* _ACTION ITEM_: Please repeat the records, word for word and without gaps.

(Data extracted from a collection)
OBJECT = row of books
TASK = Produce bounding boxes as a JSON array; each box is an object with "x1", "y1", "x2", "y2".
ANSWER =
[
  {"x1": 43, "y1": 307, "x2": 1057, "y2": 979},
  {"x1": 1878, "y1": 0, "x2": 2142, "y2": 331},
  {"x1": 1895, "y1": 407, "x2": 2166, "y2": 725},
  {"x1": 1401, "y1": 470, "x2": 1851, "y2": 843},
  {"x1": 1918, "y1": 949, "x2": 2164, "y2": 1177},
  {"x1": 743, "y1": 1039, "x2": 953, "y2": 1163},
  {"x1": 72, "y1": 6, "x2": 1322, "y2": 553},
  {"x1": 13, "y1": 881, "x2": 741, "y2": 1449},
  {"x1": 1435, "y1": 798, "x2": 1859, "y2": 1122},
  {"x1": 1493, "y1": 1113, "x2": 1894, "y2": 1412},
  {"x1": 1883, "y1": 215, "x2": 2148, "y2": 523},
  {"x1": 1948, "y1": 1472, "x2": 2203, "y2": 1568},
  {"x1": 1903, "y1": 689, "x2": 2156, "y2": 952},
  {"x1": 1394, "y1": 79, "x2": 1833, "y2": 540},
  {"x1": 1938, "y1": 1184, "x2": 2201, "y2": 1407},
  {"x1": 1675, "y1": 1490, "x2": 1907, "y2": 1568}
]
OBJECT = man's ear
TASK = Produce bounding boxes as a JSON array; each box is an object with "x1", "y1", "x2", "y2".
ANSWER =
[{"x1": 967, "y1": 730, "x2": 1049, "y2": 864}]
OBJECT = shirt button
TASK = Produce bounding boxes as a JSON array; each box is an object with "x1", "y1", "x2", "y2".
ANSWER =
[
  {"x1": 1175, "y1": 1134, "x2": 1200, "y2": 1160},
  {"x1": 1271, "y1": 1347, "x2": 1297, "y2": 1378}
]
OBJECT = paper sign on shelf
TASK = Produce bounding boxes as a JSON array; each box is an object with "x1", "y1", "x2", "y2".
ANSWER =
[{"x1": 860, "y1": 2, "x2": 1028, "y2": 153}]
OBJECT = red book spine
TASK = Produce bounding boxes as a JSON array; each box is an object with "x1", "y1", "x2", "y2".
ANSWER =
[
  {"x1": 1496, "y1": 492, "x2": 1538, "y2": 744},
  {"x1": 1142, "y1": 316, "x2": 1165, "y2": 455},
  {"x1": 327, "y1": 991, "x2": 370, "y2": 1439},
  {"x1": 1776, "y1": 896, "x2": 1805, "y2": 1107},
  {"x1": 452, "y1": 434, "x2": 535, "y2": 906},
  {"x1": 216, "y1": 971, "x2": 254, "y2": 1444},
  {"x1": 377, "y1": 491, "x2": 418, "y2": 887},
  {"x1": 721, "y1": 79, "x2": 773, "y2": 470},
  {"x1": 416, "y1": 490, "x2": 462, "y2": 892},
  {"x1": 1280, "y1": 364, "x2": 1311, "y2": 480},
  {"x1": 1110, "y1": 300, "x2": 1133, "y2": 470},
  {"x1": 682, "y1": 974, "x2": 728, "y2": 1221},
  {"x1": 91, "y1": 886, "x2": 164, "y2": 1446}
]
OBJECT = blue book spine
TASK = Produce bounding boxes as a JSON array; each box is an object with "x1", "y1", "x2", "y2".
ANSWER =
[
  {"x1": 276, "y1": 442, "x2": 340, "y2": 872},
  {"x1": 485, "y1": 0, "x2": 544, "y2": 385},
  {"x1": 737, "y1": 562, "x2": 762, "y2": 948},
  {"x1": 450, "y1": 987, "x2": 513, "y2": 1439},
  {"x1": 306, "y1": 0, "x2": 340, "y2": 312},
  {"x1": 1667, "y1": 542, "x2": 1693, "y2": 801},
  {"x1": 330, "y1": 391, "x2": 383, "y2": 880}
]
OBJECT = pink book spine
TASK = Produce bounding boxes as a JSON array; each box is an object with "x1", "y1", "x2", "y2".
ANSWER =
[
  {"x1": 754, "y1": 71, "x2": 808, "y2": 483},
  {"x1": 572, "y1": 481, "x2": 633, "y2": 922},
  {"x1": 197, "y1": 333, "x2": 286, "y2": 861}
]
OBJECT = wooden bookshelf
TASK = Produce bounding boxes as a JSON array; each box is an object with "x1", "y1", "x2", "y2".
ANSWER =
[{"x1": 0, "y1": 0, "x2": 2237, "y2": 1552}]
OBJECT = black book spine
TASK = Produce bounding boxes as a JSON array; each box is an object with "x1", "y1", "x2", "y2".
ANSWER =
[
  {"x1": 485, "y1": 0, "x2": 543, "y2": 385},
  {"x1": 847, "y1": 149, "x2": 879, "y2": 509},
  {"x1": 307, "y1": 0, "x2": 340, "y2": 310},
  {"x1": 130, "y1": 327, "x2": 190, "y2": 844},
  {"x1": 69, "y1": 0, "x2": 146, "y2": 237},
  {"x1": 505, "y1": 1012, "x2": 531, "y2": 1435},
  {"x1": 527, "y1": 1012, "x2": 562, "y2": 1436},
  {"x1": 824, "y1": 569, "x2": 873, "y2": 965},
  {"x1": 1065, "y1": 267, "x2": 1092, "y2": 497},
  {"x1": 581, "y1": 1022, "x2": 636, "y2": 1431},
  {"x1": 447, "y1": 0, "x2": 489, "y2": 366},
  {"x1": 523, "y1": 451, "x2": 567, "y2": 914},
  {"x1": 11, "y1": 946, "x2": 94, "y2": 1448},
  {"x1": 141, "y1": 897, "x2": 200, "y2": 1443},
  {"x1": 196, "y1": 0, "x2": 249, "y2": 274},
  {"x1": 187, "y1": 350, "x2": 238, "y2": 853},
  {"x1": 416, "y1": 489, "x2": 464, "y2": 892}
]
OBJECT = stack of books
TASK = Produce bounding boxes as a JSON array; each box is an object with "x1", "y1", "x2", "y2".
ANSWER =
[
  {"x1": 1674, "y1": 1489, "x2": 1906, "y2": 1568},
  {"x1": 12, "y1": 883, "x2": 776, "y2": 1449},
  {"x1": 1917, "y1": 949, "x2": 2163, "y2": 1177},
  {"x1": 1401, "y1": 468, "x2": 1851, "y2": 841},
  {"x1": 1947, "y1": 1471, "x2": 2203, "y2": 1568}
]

* _FINISHED EXERCISE_:
OBJECT = row of books
TASK = Produce bounding boxes as a JSON array; each box is an object with "x1", "y1", "x2", "y2".
ANSWER =
[
  {"x1": 43, "y1": 307, "x2": 1057, "y2": 979},
  {"x1": 1878, "y1": 0, "x2": 2142, "y2": 331},
  {"x1": 1895, "y1": 407, "x2": 2166, "y2": 725},
  {"x1": 1401, "y1": 470, "x2": 1851, "y2": 843},
  {"x1": 1918, "y1": 949, "x2": 2164, "y2": 1177},
  {"x1": 743, "y1": 1039, "x2": 953, "y2": 1163},
  {"x1": 72, "y1": 6, "x2": 1322, "y2": 553},
  {"x1": 13, "y1": 881, "x2": 741, "y2": 1449},
  {"x1": 1435, "y1": 798, "x2": 1859, "y2": 1122},
  {"x1": 1493, "y1": 1113, "x2": 1894, "y2": 1412},
  {"x1": 1883, "y1": 215, "x2": 2148, "y2": 523},
  {"x1": 1948, "y1": 1472, "x2": 2203, "y2": 1568},
  {"x1": 1903, "y1": 689, "x2": 2156, "y2": 952},
  {"x1": 1394, "y1": 79, "x2": 1833, "y2": 540},
  {"x1": 1938, "y1": 1184, "x2": 2201, "y2": 1407},
  {"x1": 1675, "y1": 1490, "x2": 1907, "y2": 1568}
]
OBJECT = man's ear
TASK = Produce bounding boxes as a JSON array; each box is an object with "x1", "y1", "x2", "y2".
ANSWER =
[{"x1": 967, "y1": 730, "x2": 1049, "y2": 864}]
OBJECT = shirt button
TASK = Produce bounding boxes as a JSON array; each box is an object with "x1", "y1", "x2", "y2".
ANSWER =
[
  {"x1": 1175, "y1": 1134, "x2": 1200, "y2": 1160},
  {"x1": 1271, "y1": 1347, "x2": 1297, "y2": 1378}
]
OBJECT = paper sign on shelf
TASK = Produce bounding boxes as a JSON array; each box is an object with "x1", "y1", "x2", "y2".
ANSWER =
[{"x1": 860, "y1": 2, "x2": 1028, "y2": 153}]
OBJECT = red book spine
TASK = Produce bounding boxes as a JSON array; each box is an object with "x1", "y1", "x2", "y2".
ANSWER =
[
  {"x1": 1496, "y1": 492, "x2": 1538, "y2": 744},
  {"x1": 1142, "y1": 316, "x2": 1165, "y2": 455},
  {"x1": 327, "y1": 991, "x2": 370, "y2": 1439},
  {"x1": 1776, "y1": 896, "x2": 1805, "y2": 1107},
  {"x1": 452, "y1": 434, "x2": 535, "y2": 906},
  {"x1": 216, "y1": 971, "x2": 254, "y2": 1444},
  {"x1": 377, "y1": 491, "x2": 418, "y2": 887},
  {"x1": 721, "y1": 79, "x2": 773, "y2": 470},
  {"x1": 416, "y1": 490, "x2": 462, "y2": 892},
  {"x1": 1280, "y1": 364, "x2": 1311, "y2": 480},
  {"x1": 1110, "y1": 300, "x2": 1133, "y2": 470},
  {"x1": 682, "y1": 974, "x2": 728, "y2": 1221},
  {"x1": 91, "y1": 886, "x2": 164, "y2": 1446}
]
OBJECT = blue book spine
TASK = Produce bounding boxes as a JSON array; each box is an object with "x1", "y1", "x2", "y2".
ANSWER =
[
  {"x1": 276, "y1": 442, "x2": 340, "y2": 872},
  {"x1": 485, "y1": 0, "x2": 544, "y2": 385},
  {"x1": 737, "y1": 562, "x2": 762, "y2": 948},
  {"x1": 450, "y1": 987, "x2": 513, "y2": 1439},
  {"x1": 306, "y1": 0, "x2": 340, "y2": 312},
  {"x1": 1667, "y1": 542, "x2": 1693, "y2": 801},
  {"x1": 330, "y1": 391, "x2": 383, "y2": 880}
]
OBJECT = pink book spine
TASK = Produce bounding boxes as a JSON array; each box is an object with "x1", "y1", "x2", "y2".
ANSWER =
[
  {"x1": 754, "y1": 71, "x2": 808, "y2": 483},
  {"x1": 572, "y1": 481, "x2": 633, "y2": 922},
  {"x1": 197, "y1": 333, "x2": 286, "y2": 861}
]
OBJECT = wooden bookshelf
TASK = Produce bounding boxes as a JSON array; each box is an object with "x1", "y1", "x2", "y2".
ANSWER =
[{"x1": 0, "y1": 0, "x2": 2237, "y2": 1552}]
OBJECT = black book spine
TASK = Produce bounding boxes as a JSON array; each box is an object with "x1", "y1", "x2", "y2".
ANSWER =
[
  {"x1": 485, "y1": 0, "x2": 543, "y2": 385},
  {"x1": 847, "y1": 149, "x2": 879, "y2": 509},
  {"x1": 307, "y1": 0, "x2": 340, "y2": 310},
  {"x1": 130, "y1": 327, "x2": 190, "y2": 844},
  {"x1": 69, "y1": 0, "x2": 146, "y2": 237},
  {"x1": 505, "y1": 1012, "x2": 531, "y2": 1435},
  {"x1": 527, "y1": 1012, "x2": 562, "y2": 1436},
  {"x1": 824, "y1": 569, "x2": 873, "y2": 965},
  {"x1": 1065, "y1": 267, "x2": 1092, "y2": 497},
  {"x1": 581, "y1": 1022, "x2": 636, "y2": 1431},
  {"x1": 447, "y1": 0, "x2": 489, "y2": 366},
  {"x1": 523, "y1": 451, "x2": 567, "y2": 914},
  {"x1": 11, "y1": 946, "x2": 94, "y2": 1448},
  {"x1": 141, "y1": 897, "x2": 200, "y2": 1443},
  {"x1": 196, "y1": 0, "x2": 249, "y2": 274},
  {"x1": 187, "y1": 350, "x2": 238, "y2": 853},
  {"x1": 416, "y1": 489, "x2": 464, "y2": 892}
]
OBJECT = stack of books
TASK = Produce bounding boxes as a JSON array; each box is an object with "x1", "y1", "x2", "y2".
ANSWER =
[
  {"x1": 1674, "y1": 1489, "x2": 1906, "y2": 1568},
  {"x1": 12, "y1": 883, "x2": 776, "y2": 1449},
  {"x1": 1917, "y1": 949, "x2": 2163, "y2": 1177},
  {"x1": 1401, "y1": 468, "x2": 1851, "y2": 841},
  {"x1": 1947, "y1": 1471, "x2": 2203, "y2": 1568}
]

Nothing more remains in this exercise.